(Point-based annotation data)

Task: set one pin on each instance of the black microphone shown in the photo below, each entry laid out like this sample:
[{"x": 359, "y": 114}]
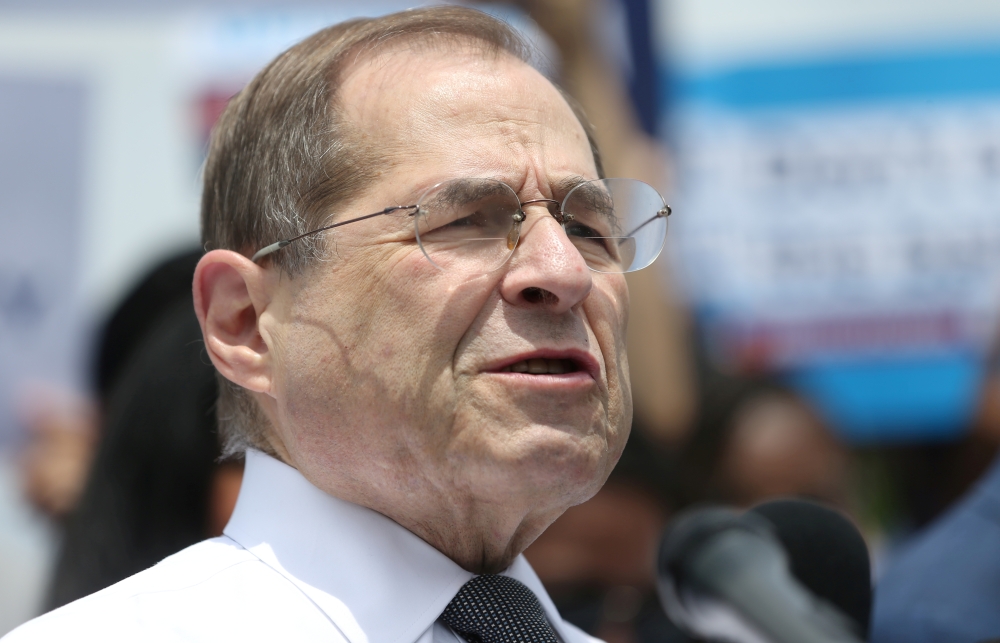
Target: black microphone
[
  {"x": 826, "y": 553},
  {"x": 724, "y": 575}
]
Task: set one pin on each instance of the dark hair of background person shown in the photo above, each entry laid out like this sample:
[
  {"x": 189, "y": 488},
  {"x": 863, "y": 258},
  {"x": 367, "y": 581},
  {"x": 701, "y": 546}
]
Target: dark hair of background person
[
  {"x": 167, "y": 284},
  {"x": 149, "y": 488}
]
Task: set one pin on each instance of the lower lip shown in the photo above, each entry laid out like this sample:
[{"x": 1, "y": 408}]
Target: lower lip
[{"x": 574, "y": 380}]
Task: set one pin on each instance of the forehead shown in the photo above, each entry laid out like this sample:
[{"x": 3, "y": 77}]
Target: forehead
[{"x": 454, "y": 110}]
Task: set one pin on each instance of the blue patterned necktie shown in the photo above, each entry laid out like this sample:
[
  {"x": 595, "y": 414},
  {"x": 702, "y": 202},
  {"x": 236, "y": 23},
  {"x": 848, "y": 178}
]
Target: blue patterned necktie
[{"x": 498, "y": 609}]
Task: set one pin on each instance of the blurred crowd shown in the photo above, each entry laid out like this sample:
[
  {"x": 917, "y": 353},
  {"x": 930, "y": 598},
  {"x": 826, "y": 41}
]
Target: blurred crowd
[{"x": 134, "y": 474}]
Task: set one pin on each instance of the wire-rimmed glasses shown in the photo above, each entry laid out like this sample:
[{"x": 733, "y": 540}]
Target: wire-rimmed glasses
[{"x": 472, "y": 226}]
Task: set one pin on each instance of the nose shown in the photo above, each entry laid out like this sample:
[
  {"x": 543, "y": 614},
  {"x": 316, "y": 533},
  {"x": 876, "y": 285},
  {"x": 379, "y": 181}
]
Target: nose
[{"x": 546, "y": 270}]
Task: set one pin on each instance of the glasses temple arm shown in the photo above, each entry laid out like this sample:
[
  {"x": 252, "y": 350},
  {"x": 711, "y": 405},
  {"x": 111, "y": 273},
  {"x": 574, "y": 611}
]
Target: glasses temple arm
[
  {"x": 665, "y": 211},
  {"x": 278, "y": 245}
]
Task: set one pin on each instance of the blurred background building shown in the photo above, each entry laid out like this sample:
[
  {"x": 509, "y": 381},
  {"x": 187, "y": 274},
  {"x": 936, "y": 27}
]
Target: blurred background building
[{"x": 819, "y": 323}]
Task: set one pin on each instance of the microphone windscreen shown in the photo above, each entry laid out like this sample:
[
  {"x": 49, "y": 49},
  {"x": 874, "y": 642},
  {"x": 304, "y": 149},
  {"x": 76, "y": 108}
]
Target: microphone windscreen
[{"x": 826, "y": 553}]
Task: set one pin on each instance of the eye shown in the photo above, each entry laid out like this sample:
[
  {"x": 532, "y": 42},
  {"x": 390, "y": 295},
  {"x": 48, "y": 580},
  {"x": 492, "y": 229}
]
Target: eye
[
  {"x": 581, "y": 231},
  {"x": 477, "y": 219}
]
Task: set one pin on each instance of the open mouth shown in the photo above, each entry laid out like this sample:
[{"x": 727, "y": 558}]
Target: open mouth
[{"x": 540, "y": 366}]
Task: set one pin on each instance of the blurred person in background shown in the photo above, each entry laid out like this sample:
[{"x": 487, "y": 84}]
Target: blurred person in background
[
  {"x": 62, "y": 436},
  {"x": 140, "y": 480},
  {"x": 944, "y": 585},
  {"x": 757, "y": 439},
  {"x": 155, "y": 485}
]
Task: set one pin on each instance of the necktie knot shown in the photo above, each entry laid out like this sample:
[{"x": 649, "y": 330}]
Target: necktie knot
[{"x": 498, "y": 609}]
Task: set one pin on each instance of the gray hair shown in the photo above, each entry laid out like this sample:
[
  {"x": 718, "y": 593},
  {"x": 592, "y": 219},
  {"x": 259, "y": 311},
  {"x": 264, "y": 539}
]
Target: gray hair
[{"x": 282, "y": 156}]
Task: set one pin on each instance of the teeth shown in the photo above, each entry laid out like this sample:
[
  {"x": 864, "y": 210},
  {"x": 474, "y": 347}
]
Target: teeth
[{"x": 542, "y": 367}]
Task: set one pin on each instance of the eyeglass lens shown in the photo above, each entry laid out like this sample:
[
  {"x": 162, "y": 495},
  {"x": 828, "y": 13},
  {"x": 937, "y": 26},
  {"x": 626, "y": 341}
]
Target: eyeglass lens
[{"x": 473, "y": 225}]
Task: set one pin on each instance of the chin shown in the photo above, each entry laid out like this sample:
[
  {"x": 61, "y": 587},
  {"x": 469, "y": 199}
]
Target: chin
[{"x": 566, "y": 467}]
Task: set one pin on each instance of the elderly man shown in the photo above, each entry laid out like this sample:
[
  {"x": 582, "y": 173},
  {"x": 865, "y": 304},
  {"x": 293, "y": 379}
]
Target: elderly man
[{"x": 414, "y": 292}]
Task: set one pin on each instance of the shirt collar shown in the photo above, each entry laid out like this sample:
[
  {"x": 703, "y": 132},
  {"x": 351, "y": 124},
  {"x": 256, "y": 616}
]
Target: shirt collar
[{"x": 374, "y": 579}]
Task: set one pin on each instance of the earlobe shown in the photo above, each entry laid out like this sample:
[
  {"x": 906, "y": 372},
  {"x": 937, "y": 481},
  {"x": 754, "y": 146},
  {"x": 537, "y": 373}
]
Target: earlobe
[{"x": 230, "y": 293}]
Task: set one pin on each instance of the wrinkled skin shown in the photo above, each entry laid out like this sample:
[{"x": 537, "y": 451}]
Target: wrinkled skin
[{"x": 380, "y": 373}]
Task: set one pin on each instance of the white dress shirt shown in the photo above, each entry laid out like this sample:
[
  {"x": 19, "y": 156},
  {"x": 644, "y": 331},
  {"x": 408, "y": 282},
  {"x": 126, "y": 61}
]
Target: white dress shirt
[{"x": 294, "y": 564}]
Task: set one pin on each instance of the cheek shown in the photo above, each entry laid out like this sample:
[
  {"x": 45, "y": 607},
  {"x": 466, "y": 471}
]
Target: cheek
[
  {"x": 375, "y": 346},
  {"x": 607, "y": 310}
]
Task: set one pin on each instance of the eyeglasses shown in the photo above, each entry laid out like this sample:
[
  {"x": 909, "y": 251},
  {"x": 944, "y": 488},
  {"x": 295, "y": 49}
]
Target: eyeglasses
[{"x": 472, "y": 226}]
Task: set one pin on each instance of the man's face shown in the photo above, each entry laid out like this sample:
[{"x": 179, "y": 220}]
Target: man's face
[{"x": 390, "y": 383}]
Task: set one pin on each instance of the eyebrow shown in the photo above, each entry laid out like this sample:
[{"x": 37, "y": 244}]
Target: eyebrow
[{"x": 562, "y": 187}]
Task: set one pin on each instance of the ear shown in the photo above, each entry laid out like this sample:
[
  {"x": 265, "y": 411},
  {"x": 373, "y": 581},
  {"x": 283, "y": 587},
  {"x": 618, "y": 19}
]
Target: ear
[{"x": 230, "y": 293}]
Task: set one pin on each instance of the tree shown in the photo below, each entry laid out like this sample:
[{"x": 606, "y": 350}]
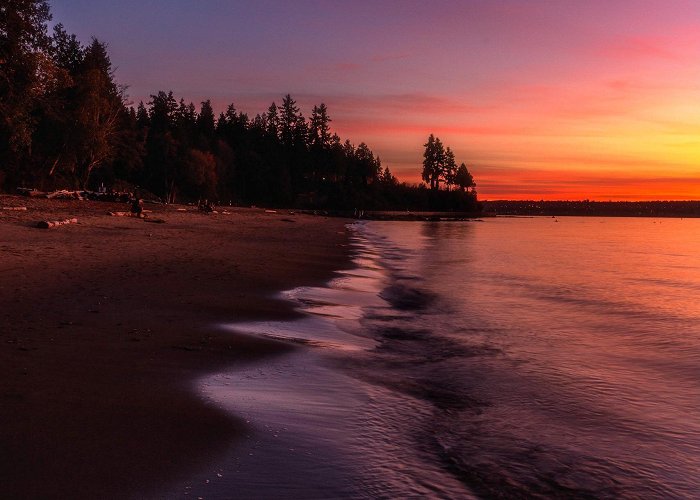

## WHAT NEEDS TO BE DONE
Report every line in the material above that contains the string "lower". Case counts.

## TASK ANSWER
Task: set one pin on each instance of the lower lip shown in the photo above, each entry laid out like this sample:
Target: lower lip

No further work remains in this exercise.